Material shown:
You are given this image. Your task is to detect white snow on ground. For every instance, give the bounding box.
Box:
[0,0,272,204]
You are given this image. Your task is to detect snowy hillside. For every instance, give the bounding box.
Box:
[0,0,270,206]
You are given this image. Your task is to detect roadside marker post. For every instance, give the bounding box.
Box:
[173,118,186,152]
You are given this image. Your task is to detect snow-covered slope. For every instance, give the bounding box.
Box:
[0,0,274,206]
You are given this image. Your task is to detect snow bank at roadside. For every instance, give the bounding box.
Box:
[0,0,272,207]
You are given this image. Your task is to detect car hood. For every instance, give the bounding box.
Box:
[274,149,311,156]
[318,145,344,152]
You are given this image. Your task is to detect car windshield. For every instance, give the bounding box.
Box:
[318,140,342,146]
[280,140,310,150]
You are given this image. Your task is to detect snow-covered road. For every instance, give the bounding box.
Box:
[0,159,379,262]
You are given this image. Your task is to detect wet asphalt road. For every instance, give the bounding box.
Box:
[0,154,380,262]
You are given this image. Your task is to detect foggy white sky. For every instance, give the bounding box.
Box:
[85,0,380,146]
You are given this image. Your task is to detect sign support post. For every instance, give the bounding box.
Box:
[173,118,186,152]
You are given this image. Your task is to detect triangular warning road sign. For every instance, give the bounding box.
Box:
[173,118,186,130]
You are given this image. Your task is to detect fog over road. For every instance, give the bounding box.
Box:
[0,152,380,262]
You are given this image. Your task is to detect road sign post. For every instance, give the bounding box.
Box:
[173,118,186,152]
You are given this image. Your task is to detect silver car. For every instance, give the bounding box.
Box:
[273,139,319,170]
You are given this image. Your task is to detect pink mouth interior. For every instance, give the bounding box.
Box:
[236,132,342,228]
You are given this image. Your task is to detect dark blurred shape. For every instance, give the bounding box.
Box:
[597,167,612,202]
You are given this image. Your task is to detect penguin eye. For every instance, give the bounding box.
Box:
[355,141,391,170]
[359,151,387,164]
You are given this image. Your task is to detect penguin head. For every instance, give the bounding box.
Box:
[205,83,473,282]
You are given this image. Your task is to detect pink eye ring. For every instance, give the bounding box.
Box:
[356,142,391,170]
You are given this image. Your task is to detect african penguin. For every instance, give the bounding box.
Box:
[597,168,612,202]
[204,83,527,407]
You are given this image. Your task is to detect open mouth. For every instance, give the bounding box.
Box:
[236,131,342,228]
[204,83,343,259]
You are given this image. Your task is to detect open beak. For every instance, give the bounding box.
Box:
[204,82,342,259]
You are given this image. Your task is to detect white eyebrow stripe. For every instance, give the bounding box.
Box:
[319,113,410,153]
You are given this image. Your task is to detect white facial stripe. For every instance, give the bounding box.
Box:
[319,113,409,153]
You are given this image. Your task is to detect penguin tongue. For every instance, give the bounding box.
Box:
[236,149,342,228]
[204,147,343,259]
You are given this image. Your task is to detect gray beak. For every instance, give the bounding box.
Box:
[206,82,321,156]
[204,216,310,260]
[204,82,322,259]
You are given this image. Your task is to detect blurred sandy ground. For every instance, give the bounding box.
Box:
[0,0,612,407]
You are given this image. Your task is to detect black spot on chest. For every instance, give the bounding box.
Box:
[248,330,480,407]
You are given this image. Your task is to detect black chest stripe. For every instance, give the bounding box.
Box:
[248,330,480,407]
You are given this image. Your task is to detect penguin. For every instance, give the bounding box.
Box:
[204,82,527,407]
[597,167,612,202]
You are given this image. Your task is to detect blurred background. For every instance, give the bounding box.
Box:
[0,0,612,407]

Stated goal: Extract every row above verbatim, preserving each line and its order.

Full solution:
You are given this image. Your task is to detect white snow on ground. For every instance, give the bounding box.
Box:
[0,0,272,204]
You are given this image. Your task is to detect snowy hillside. For every instance, give the bounding box.
Box:
[0,0,270,206]
You are given this image. Your task is to detect roadside marker post. For every instance, give the bounding box.
Box:
[173,118,186,152]
You are given this image. Your task is to detect snow-covered slope. For every instance, give the bounding box.
Box:
[0,0,274,206]
You are given this image. Your task is to detect snow bank at roadside. For every instance, give the bounding box.
Box:
[0,0,272,207]
You are given this image. Your task is to detect car hood. For every instance, give the bounding box.
Box:
[274,149,311,156]
[318,145,344,152]
You are given this image. Your task is to detect car windshield. For every instance, give the bounding box.
Box:
[318,140,342,146]
[280,140,310,150]
You are given this image. Your task is to detect snow-covered road. For every instance, give the bounding box.
Box:
[0,159,379,262]
You are given this image. Your task is to detect wet asphalt road. For every instance, give the bounding box.
Box:
[0,154,380,262]
You are given this image. Your task is to detect foggy white sky. For every instance, give the bounding box.
Box:
[85,0,380,146]
You are given this image. Your task is to detect sign support post. For every instance, give the bounding box.
Box:
[173,118,186,152]
You are given this image. Your task is to detect triangular warning road sign. For every instance, give the bounding box.
Box:
[173,118,186,130]
You are given this image. Your task is to detect fog over road. For every instance, give the bounding box.
Box:
[0,152,380,262]
You are given this image. Your task is to detect road sign post. For every instance, give the bounding box.
Box:
[173,118,186,152]
You are given this image. Your task is to detect silver car. For every instance, give the bounding box.
Box:
[273,139,319,170]
You are given this image. Your task is to detect pink mouth interior. For every instance, give the bounding box.
Box:
[236,132,342,228]
You are given this image. Your task is to detect dark blurred shape. For every instance, give the bounding box.
Box:
[597,167,612,202]
You are given this image. Your task is to detect penguin eye. For every instance, give the bounding box.
Box:
[355,141,391,170]
[359,151,387,164]
You are given this image. Your task is to detect penguin head. For every instance, give the bounding box.
Box:
[205,83,473,282]
You are given this image. Your task is to detect pink eye ring. For every instance, give the bounding box.
Box:
[356,142,391,170]
You are given this image. Your task is to detect african penguin. For every instance, give the bounding box.
Box:
[597,168,612,202]
[204,83,527,407]
You are given this image. Your task is to detect open mouth. For every instance, give the bounding box.
Box:
[236,131,342,228]
[204,83,343,259]
You are given this image. Your task is to detect open beak. For every instance, give the bounding box.
Box:
[204,82,342,259]
You are given this image. Your task is to detect white eyebrow stripe. For every instance, give the bounding box.
Box:
[319,113,410,153]
You are given this image. Your task is to detect white facial stripe. For every instance, give the bounding box.
Box:
[319,113,409,153]
You are given this image. Your task is to detect penguin tongue. For every instance, give the bounding box.
Box:
[236,149,342,228]
[204,147,343,259]
You are given this image. Your task is to detect gray beak. For every instance, give the bounding box.
Box:
[206,82,321,156]
[204,216,310,260]
[204,82,322,259]
You are given this image. Your task is to detect blurred sandy ground. For every instance, give the bounding box.
Box:
[0,0,612,407]
You are given this image. Your task is to detect black spot on chest. For every instance, give the bounding box.
Box:
[248,330,480,407]
You are given this image. Your task is to detect black chest stripe. For every instance, give the bounding box.
Box:
[248,330,480,407]
You are given this image. Your task is to detect penguin. For every instance, give the bounding box.
Box:
[204,82,527,407]
[597,167,612,202]
You are given this image. Your task is to detect blurred background. For every instance, give the bounding box.
Box:
[0,0,612,407]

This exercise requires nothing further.